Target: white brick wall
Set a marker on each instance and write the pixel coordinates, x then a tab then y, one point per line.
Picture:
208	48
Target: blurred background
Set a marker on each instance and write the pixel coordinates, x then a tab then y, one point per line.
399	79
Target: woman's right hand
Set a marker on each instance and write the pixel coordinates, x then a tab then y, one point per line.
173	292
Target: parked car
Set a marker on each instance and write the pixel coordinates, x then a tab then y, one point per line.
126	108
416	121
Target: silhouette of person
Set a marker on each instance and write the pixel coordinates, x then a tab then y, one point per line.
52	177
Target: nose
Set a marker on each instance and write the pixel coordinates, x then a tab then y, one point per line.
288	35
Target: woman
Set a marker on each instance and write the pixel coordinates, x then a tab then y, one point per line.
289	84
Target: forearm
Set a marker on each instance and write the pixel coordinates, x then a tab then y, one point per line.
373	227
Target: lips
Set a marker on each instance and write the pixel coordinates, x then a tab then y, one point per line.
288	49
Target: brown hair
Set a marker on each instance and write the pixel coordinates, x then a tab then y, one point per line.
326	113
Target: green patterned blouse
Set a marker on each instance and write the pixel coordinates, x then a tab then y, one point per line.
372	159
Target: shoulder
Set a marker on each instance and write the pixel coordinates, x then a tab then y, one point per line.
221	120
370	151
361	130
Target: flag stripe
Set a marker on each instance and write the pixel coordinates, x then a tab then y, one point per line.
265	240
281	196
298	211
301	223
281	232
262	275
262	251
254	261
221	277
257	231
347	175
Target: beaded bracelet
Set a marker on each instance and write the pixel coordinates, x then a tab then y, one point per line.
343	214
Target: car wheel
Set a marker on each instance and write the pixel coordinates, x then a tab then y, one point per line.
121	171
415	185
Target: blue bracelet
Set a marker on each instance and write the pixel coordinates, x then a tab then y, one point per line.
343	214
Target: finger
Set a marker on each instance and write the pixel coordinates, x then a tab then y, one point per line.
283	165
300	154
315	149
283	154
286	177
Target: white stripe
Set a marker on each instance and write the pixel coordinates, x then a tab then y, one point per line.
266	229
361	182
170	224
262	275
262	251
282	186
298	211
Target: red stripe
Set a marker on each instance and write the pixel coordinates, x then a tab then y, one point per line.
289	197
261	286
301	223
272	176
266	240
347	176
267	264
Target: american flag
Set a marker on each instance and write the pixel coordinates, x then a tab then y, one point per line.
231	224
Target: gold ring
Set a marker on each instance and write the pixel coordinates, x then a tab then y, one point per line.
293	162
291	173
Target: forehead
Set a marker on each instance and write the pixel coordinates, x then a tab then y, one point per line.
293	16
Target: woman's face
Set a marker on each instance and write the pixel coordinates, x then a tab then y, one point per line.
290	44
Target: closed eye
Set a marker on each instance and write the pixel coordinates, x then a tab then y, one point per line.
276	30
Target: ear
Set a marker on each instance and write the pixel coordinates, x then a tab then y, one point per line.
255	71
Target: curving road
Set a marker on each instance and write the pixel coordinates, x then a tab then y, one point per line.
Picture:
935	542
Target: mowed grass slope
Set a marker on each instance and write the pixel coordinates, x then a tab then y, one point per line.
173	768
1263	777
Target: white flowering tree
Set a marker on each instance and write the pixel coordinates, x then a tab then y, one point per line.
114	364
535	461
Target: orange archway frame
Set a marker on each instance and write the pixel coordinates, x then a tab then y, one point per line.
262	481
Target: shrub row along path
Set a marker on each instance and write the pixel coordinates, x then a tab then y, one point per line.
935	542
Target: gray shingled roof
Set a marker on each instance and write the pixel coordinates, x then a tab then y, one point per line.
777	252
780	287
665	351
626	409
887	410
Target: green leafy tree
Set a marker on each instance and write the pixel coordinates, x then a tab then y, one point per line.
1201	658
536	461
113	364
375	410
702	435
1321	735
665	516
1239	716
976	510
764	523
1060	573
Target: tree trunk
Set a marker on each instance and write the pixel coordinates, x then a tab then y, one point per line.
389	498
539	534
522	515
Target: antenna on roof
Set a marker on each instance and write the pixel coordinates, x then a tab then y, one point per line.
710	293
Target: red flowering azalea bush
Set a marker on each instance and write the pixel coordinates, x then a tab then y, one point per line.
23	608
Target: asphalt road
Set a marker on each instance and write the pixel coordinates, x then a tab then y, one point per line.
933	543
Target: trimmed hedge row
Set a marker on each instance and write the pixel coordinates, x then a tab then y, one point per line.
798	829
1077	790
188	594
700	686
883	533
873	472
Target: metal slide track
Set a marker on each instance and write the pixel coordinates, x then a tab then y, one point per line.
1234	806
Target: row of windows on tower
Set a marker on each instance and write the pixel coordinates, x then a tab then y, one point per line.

__________________________________________________

### Directions
Output all of the data above again, copied word for word.

### Reply
Target: white brick wall
Set a marker on each instance and write the pixel coordinates, x then a tab then y, one point per line.
Picture:
208	48
Target: blurred background
Set a marker on each instance and write the pixel coordinates, x then a tab then y, one point per line.
399	79
Target: woman's right hand
Set a marker on each instance and write the pixel coordinates, x then a tab then y, one point per line.
173	292
Target: parked car
Set a marker on each instance and write the pixel coordinates, x then a tab then y, one point per line.
126	108
416	121
Target: silhouette of person
Set a marker on each instance and write the pixel coordinates, x then a tab then y, one point per line.
52	177
Target: nose
Set a marker on each instance and write the pixel coordinates, x then a tab then y, one point per line.
288	35
Target: woman
Set a marker on each instance and write the pixel coordinates, x then a tab then y, one point per line.
289	84
Target: forearm
Set a marker on each instance and write the pixel coordinates, x then a tab then y, one point per line.
373	227
Target: lips
Set a marker on each instance and write the pixel coordinates, x then a tab then y, one point per line.
288	49
Target: brown hair
Set a marker on each instance and write the pixel coordinates, x then a tab then y, one point per line.
326	113
Target: green patterned blouse
Set a marker on each instance and write the pixel coordinates, x then a tab then y, one point per line.
372	159
Target: shoulder
Set a marker on each instance and write the pixel coordinates, x then a tab then y, one point per line.
221	120
370	151
361	130
Target: flag stripe
Set a marker on each instance and write the pixel coordinates, x then a tab then y, one point per line.
265	240
281	196
298	211
301	223
281	232
262	275
262	251
254	261
221	277
257	231
347	175
Target: beaded bracelet
Set a marker on each instance and write the pixel coordinates, x then a tab then y, one point per line.
343	214
Target: car wheel
Set a marker on each instance and write the pixel coordinates, x then a tab then y, one point per line.
121	171
415	185
Target: blue bracelet
Set a marker on each instance and write the pixel coordinates, x then a tab then y, one point per line.
343	214
Target: finger
Set a marker on each instance and write the pixel coordinates, x then a tab then y, one point per line.
283	165
300	154
315	149
283	154
286	177
Target: white stripe
Set a marker on each instance and write the pixel coordinates, x then a tab then y, one point per line.
266	229
361	182
170	224
262	275
262	251
282	186
298	211
Target: red stripe
Set a marker on each instance and write the pixel coordinates, x then a tab then y, one point per line.
289	197
261	286
301	223
272	176
266	240
347	176
267	264
Target: american flag
Set a marker on each instance and write the pixel coordinates, x then a tab then y, one point per line.
231	224
Target: gold ring
Set a marker on each instance and write the pixel coordinates, x then a tab then y, one point per line.
293	162
291	173
Target: forehead
Set a marker on each instance and write the pixel coordinates, x then a tab then y, one point per line.
293	16
Target: woman's face
Set a marker on each instance and write the pixel coordinates, x then a tab then y, one point per line.
290	44
Target: closed eye
Set a marker on each instance and write the pixel coordinates, x then a tab then y, one point per line.
276	30
Target: ear
Set a marker on each instance and write the pixel coordinates, x then a tab then y, one point per line.
255	71
Target: curving road
Set a marker on each instance and write the pixel coordinates, x then a tab then y, one point per line.
Picture:
935	542
Target: mowed grass slope
Set a marker on each instance and write the pixel coordinates, x then a tab then y, one point per line.
173	768
1263	777
Target: white flowering tree
Set a marker on each instance and write the pixel coordinates, x then a tab then y, one point per line.
114	364
535	461
Target: orange archway frame
Set a marker on each instance and write the pixel coordinates, x then a tab then y, one point per line.
262	481
Target: shrub row along path
Set a marker on each instance and write the pixel coordinates, x then a tab then y, one point per line.
935	542
Target: gray shingled roof
Set a marker on each instance and write the pixel coordinates, x then a tab then y, one point per line.
777	252
780	287
665	351
626	409
887	410
Target: green leafy tree
Set a marker on each instance and write the pixel coordinates, x then a tab then y, one point per line.
1201	658
536	461
113	364
375	410
702	435
1321	735
665	516
1239	716
976	510
764	523
1060	573
Target: tree trunk
Set a marker on each instance and write the pixel coordinates, x then a tab then y, one point per line.
389	498
539	534
522	515
Target: antenna on roof
Set a marker on each instance and write the pixel coordinates, x then a tab then y, one point per line.
710	293
Target: red flowering azalea bush
Set a marker on each instance and write the pixel coordinates, x then a tab then y, one point per line.
23	608
Target: asphalt road
Set a marker on each instance and write the pixel coordinates, x then a tab then y, one point per line.
933	543
Target: trimmed hedge row
Set a marker on each instance and write the pixel coordinates, x then a tab then y, one point per line.
798	829
1077	790
188	594
700	686
883	533
873	472
Target: metal slide track
Set a marker on each instance and write the pixel coordinates, x then a tab then y, one point per line.
1234	806
Target: row of windows on tower
Set a marker on each instance and write the pixel coordinates, x then a tab then y, one point per line.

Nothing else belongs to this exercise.